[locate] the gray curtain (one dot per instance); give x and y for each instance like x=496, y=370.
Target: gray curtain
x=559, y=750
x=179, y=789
--
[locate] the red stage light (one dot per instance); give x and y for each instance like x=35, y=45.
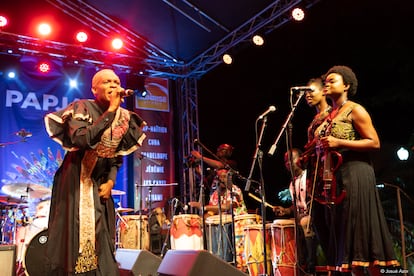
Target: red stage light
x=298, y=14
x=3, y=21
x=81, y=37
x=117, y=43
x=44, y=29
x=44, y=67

__TASK TO COMPLETE__
Copy, without any change, the part of the data that opens with the line containing "[locate] the gray" and closes with the line containing "x=179, y=789", both of those lines included.

__WORKED ANSWER__
[locate] the gray curtain (one dot per instance); give x and y for each instance like x=496, y=370.
Target: gray curtain
x=559, y=750
x=179, y=789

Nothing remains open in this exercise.